» TASK DETAILS:
Rewrite everything from the start of the material down to the line containing "positive clicks: (356, 439)", replacing "positive clicks" with "foreground clicks" and leaving all else unchanged.

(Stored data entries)
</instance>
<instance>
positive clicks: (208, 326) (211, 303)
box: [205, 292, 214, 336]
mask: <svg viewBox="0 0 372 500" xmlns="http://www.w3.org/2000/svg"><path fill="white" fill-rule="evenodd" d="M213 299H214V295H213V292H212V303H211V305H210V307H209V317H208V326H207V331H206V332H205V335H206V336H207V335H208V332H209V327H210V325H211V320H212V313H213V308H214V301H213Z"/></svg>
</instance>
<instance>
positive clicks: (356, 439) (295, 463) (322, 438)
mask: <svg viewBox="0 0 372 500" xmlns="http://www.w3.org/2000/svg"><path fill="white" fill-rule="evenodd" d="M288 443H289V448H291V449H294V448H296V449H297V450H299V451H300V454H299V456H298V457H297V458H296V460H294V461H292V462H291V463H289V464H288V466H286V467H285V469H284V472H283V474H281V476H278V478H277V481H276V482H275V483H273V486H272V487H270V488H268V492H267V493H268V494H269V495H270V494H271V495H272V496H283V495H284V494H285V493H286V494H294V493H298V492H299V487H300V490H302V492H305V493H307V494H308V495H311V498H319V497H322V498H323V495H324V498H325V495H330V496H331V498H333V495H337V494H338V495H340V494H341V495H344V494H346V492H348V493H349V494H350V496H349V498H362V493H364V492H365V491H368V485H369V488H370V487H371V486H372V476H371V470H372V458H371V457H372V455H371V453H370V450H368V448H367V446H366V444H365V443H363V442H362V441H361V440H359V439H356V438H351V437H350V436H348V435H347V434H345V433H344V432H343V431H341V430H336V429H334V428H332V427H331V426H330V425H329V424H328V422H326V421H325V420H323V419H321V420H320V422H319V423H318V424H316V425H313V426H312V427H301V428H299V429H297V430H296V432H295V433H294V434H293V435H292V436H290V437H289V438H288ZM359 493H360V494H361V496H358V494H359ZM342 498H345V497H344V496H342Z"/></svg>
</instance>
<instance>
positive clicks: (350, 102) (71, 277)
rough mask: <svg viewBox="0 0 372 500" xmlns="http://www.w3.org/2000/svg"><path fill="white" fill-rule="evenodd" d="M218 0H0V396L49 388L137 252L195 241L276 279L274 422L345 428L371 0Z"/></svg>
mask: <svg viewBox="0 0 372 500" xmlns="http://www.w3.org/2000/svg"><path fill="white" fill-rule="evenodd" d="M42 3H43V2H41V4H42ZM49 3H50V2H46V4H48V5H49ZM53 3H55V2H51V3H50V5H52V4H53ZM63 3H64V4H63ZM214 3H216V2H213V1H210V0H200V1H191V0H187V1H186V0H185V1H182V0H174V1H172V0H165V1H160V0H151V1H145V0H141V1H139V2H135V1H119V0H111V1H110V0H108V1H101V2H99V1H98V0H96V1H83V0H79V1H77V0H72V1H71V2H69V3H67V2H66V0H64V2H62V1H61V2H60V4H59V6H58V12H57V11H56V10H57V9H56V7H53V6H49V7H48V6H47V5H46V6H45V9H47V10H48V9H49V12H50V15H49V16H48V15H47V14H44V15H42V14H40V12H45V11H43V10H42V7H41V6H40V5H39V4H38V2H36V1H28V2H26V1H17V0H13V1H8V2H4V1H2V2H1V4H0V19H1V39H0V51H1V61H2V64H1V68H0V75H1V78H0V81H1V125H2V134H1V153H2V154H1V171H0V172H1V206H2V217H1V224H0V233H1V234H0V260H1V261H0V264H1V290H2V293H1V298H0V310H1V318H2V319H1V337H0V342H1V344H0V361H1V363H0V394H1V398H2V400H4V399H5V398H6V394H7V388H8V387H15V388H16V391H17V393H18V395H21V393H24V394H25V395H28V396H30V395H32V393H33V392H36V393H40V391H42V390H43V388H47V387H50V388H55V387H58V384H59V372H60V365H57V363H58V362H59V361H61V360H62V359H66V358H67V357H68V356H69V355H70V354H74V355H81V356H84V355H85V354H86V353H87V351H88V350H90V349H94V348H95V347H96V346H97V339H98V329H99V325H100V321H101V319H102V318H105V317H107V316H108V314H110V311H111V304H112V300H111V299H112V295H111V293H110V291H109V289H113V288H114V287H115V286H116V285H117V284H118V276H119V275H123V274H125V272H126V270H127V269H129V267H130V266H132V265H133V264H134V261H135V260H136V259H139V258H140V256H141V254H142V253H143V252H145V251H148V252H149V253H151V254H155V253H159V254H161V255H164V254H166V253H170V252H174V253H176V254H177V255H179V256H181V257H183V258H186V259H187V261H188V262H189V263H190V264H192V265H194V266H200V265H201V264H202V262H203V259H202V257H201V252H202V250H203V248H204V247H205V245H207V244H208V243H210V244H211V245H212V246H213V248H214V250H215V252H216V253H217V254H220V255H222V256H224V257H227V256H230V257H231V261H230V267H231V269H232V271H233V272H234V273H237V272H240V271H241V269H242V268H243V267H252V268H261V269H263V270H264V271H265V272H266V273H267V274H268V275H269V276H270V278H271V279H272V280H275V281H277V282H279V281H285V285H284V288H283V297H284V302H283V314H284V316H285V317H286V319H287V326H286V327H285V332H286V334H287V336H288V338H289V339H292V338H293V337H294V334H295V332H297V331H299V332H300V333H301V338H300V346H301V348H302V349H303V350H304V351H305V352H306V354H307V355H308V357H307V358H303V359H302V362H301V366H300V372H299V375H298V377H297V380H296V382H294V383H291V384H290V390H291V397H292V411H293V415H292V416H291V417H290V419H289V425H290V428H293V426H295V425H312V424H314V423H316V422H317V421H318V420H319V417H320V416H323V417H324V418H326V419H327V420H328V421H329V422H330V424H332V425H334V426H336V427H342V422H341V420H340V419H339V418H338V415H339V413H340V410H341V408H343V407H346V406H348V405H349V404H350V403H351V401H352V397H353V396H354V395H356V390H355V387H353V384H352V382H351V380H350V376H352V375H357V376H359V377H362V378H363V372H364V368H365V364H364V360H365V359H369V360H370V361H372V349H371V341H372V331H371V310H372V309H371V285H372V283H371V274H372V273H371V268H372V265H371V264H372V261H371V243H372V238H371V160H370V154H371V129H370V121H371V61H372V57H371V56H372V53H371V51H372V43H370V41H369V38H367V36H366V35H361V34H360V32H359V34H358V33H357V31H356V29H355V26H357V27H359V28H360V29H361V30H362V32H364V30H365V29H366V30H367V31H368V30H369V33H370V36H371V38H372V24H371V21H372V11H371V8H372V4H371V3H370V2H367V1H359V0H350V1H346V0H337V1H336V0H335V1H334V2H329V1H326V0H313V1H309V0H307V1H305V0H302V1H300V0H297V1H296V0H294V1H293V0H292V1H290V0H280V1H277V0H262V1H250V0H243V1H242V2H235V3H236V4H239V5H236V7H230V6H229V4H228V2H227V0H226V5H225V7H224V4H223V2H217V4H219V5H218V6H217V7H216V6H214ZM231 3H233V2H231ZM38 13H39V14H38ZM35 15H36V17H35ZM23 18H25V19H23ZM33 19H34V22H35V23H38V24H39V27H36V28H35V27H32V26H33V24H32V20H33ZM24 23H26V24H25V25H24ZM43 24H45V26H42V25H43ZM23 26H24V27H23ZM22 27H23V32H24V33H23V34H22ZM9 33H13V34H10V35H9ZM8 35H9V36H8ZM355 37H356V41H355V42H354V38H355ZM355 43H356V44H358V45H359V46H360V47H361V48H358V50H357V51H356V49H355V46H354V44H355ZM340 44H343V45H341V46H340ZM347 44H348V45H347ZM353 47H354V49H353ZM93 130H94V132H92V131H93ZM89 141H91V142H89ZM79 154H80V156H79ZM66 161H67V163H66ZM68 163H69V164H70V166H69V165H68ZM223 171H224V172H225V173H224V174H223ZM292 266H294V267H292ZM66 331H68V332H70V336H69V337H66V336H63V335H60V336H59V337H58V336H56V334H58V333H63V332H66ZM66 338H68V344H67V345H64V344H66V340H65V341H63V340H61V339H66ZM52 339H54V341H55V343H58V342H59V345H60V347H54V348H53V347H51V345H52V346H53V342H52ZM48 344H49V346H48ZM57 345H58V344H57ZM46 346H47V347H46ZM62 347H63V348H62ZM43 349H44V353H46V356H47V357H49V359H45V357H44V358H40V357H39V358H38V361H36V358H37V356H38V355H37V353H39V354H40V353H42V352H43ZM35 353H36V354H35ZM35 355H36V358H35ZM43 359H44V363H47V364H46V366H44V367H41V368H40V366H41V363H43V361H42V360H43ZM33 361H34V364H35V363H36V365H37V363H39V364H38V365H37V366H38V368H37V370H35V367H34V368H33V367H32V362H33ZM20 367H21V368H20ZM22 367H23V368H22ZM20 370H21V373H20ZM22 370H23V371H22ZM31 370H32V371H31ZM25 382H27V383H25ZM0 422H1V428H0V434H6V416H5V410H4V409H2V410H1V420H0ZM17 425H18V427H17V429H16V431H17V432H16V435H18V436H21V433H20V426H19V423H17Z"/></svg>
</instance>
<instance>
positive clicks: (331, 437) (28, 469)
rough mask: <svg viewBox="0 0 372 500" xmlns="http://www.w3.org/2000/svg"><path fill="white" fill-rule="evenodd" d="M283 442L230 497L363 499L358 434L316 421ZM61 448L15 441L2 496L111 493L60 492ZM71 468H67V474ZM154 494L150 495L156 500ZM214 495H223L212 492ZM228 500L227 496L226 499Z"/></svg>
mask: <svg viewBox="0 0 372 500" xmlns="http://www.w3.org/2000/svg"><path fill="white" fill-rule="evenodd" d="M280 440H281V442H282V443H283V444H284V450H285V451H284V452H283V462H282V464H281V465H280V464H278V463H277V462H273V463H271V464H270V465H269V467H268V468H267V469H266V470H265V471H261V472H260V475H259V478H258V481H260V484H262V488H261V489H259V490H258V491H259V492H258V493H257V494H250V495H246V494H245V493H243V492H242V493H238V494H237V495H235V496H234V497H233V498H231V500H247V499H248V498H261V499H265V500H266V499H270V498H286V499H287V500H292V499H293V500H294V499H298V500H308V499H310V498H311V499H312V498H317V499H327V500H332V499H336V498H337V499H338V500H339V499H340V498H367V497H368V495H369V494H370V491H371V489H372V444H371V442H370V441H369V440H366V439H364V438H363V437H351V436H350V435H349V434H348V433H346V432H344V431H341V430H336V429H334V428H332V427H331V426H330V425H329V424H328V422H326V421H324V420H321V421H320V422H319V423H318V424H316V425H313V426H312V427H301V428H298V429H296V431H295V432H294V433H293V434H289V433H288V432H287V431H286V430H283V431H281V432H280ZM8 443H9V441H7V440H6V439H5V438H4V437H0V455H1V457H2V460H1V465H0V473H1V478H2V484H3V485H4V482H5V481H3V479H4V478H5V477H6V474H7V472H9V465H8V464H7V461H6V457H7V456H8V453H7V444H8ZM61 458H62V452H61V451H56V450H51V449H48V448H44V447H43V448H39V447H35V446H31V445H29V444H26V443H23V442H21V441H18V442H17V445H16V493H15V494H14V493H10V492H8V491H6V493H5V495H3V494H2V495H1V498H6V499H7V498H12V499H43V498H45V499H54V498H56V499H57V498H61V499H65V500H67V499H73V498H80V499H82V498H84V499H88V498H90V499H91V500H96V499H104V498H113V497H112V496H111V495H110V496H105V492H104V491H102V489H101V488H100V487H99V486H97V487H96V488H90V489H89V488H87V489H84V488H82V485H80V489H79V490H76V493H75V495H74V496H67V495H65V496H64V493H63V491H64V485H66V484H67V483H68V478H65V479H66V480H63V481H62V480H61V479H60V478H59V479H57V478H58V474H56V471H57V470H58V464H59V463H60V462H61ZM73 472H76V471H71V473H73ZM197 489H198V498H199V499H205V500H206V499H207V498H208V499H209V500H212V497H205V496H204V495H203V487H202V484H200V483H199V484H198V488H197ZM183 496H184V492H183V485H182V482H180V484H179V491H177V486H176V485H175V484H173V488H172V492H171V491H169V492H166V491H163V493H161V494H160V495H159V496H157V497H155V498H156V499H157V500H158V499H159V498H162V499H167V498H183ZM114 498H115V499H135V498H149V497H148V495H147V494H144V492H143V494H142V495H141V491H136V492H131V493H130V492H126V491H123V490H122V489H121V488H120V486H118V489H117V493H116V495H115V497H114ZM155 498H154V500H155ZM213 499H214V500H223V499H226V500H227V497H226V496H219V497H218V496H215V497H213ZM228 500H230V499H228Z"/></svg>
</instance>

» TASK RESPONSE:
</instance>
<instance>
foreground clicks: (208, 326) (211, 303)
box: [205, 292, 214, 336]
mask: <svg viewBox="0 0 372 500" xmlns="http://www.w3.org/2000/svg"><path fill="white" fill-rule="evenodd" d="M213 299H214V295H213V292H212V303H211V305H210V307H209V317H208V326H207V331H206V332H205V335H206V336H207V335H208V332H209V327H210V325H211V320H212V313H213V308H214V301H213Z"/></svg>
</instance>
<instance>
foreground clicks: (356, 439) (295, 463) (322, 438)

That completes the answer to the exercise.